↓

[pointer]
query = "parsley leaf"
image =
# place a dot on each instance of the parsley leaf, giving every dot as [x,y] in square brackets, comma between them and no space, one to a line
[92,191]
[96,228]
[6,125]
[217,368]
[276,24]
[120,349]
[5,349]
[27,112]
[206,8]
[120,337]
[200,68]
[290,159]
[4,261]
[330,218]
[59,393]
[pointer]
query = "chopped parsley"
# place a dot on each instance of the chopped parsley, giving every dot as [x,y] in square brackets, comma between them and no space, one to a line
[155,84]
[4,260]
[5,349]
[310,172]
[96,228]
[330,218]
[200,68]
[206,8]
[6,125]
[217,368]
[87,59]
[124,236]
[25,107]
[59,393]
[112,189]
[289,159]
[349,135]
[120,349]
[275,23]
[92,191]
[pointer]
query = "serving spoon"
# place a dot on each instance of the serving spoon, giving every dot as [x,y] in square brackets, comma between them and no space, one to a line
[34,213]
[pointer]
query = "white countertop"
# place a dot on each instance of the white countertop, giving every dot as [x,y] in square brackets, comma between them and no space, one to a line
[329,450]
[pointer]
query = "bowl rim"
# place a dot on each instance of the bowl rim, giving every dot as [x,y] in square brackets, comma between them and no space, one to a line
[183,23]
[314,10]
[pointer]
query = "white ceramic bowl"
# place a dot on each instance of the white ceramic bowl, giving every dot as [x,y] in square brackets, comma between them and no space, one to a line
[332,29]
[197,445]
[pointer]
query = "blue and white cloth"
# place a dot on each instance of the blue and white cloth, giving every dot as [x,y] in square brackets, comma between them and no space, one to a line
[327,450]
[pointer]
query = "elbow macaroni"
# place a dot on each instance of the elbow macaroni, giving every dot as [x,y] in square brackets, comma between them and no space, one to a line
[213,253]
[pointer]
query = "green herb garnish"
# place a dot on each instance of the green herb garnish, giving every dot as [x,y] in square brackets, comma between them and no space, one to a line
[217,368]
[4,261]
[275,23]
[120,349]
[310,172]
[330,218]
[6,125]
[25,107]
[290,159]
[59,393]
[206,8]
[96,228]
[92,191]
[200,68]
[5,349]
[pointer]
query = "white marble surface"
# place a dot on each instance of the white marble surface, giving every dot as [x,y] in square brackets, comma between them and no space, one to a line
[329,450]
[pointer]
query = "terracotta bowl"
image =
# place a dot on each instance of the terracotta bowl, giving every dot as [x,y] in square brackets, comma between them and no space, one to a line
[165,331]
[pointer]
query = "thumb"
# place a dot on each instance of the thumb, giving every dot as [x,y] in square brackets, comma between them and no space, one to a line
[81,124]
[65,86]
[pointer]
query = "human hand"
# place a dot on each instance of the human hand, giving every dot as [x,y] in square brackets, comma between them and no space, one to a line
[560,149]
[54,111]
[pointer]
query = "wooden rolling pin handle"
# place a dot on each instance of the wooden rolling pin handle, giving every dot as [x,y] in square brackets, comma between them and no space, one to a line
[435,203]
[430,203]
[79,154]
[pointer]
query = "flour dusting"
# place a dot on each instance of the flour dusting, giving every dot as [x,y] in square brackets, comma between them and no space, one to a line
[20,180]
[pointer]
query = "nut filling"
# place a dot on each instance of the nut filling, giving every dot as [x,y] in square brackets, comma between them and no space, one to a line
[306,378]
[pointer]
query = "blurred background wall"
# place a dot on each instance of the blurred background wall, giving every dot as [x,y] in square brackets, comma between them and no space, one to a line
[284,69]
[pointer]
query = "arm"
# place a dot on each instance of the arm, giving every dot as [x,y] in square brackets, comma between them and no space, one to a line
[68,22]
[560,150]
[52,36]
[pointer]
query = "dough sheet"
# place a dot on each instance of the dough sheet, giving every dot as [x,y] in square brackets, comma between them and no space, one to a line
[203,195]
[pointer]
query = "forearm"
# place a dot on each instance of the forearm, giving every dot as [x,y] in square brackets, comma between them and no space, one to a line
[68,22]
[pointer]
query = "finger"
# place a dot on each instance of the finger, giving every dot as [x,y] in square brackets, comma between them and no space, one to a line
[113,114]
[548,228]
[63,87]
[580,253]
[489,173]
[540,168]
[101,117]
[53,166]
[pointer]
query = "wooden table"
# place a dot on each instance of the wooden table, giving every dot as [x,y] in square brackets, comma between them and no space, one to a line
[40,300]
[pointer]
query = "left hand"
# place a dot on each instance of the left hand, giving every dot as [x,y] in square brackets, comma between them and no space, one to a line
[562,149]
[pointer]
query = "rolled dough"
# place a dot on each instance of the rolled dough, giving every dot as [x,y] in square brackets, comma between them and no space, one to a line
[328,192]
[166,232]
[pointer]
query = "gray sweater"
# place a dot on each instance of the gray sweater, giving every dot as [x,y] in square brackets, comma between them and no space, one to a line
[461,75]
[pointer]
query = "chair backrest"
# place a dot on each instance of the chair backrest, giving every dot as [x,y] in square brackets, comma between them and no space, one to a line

↑

- [TASK GOAL] Write out every entry word for word.

- [WORKED ANSWER]
[pointer]
query = "parsley leaf"
image =
# place a dot on each instance of the parsley leaf, giving every dot as [x,y] in square brackets, comma between them and no space, one to a line
[92,191]
[96,228]
[6,125]
[217,368]
[276,24]
[120,349]
[5,349]
[27,112]
[206,8]
[120,337]
[200,68]
[290,159]
[4,261]
[330,218]
[59,393]
[pointer]
query = "chopped parsley"
# place a dot on each instance of the chopped parsley, giving every dot as [x,y] in square brackets, comma between them and no space, one to a line
[155,84]
[4,260]
[5,349]
[310,172]
[96,228]
[330,218]
[200,68]
[206,8]
[6,125]
[217,368]
[87,59]
[124,236]
[25,107]
[59,393]
[112,189]
[289,159]
[349,135]
[120,349]
[275,23]
[92,191]
[pointer]
query = "serving spoon"
# place a dot on each instance of the serving spoon, giving every dot as [x,y] in square brackets, comma between them and no space, one to a line
[34,213]
[pointer]
query = "white countertop"
# place a dot on each instance of the white countertop, giving every dot as [x,y] in square brackets, comma between them and no space, one to a line
[329,450]
[pointer]
query = "bowl rim"
# place a dot on each instance of the bowl rim, giving every dot as [x,y] in square brackets, comma between them and no space, one to a line
[183,23]
[314,10]
[pointer]
query = "white ceramic bowl"
# place a dot on each instance of the white ceramic bowl, giving every dot as [x,y] in square brackets, comma between them and no space, one to a line
[332,29]
[197,445]
[pointer]
query = "blue and white cloth"
# place a dot on each instance of the blue and white cloth, giving every dot as [x,y] in square brackets, comma between them and no space, one to a line
[327,450]
[pointer]
query = "elbow macaroni"
# place a dot on each instance of the elbow macaroni, giving every dot as [x,y] in square brackets, comma between them and no space, one to a line
[213,253]
[pointer]
query = "green herb garnish"
# place a dot on each instance of the green herb garnish, giving every dot as [x,y] in square brackets, comma between them and no space, one to a line
[217,368]
[4,261]
[275,23]
[120,349]
[310,172]
[330,218]
[6,125]
[25,107]
[290,159]
[59,393]
[206,8]
[96,228]
[92,191]
[200,68]
[5,349]
[pointer]
query = "white marble surface"
# place a dot on each instance of the white marble surface, giving every dot as [x,y] in square brackets, comma between them and no space, one to a line
[329,450]
[pointer]
query = "terracotta bowl"
image =
# place a dot on each instance of the terracotta bowl, giving every dot as [x,y] in square brackets, comma between them and no space, one to a line
[165,331]
[pointer]
query = "thumb"
# place a dot on each instance of the thumb, giving every dot as [x,y] in square brackets, comma between them and no space, one to a line
[81,124]
[65,86]
[pointer]
query = "human hand"
# place a dot on each instance of the human hand, giving every dot as [x,y] in square brackets, comma between them and no space, one to a line
[560,149]
[54,111]
[pointer]
query = "wooden rolling pin handle"
# place a dot on each instance of the wooden rolling pin handle, giving every dot as [x,y] in square brackets, comma between them and no space, one to a line
[435,203]
[430,203]
[79,154]
[pointer]
query = "flour dusting"
# place a dot on each instance of the flour dusting, giving every dot as [x,y] in square brackets, comma between them and no space, one to a line
[20,180]
[pointer]
query = "nut filling"
# place a dot on each instance of the nut filling, giving every dot as [x,y] in square brackets, comma between them and no space, one to a line
[306,378]
[pointer]
query = "blurred background wall"
# place a dot on each instance of the blurred background wall, giving every dot as [x,y] in square brackets, comma between them and no space, one to a line
[284,69]
[pointer]
query = "arm"
# place a dot on each instance of the arm, giving every dot as [x,y] in square brackets, comma between them and no space, one to a line
[68,22]
[560,150]
[52,36]
[pointer]
query = "dough sheet"
# place a dot on each instance of the dough sheet, giving every dot as [x,y] in square brackets, comma between them and no space, one to a line
[203,195]
[pointer]
query = "forearm"
# place a dot on each instance of the forearm, giving every dot as [x,y] in square brackets, comma between them and no space, one to a line
[68,22]
[pointer]
query = "finger"
# place a dot on each instance of the finger, giving every dot as [x,y] in square brackets, comma between them and no space, one to a line
[113,114]
[548,228]
[63,87]
[580,253]
[489,173]
[540,168]
[101,117]
[53,166]
[pointer]
query = "wooden table"
# place a dot on each instance of the wooden table, giving every dot as [x,y] in square brackets, comma between them and no space, one to a line
[40,300]
[pointer]
query = "left hand"
# place a dot on each instance of the left hand, giving every dot as [x,y] in square brackets, comma between them and no space, one to a line
[562,149]
[pointer]
query = "rolled dough"
# place a dot on each instance of the rolled dough, giving every dot as [x,y] in square brackets, comma between them and no space, one to a line
[328,192]
[166,232]
[pointer]
query = "gray sweater"
# place a dot on each instance of the gray sweater, giving every dot as [x,y] in square brackets, comma between them and no space, one to a line
[461,75]
[pointer]
query = "chair backrest"
# place a dot on each instance of the chair backrest, giving every dot as [x,y] in square brackets, comma between them and no space, one to a line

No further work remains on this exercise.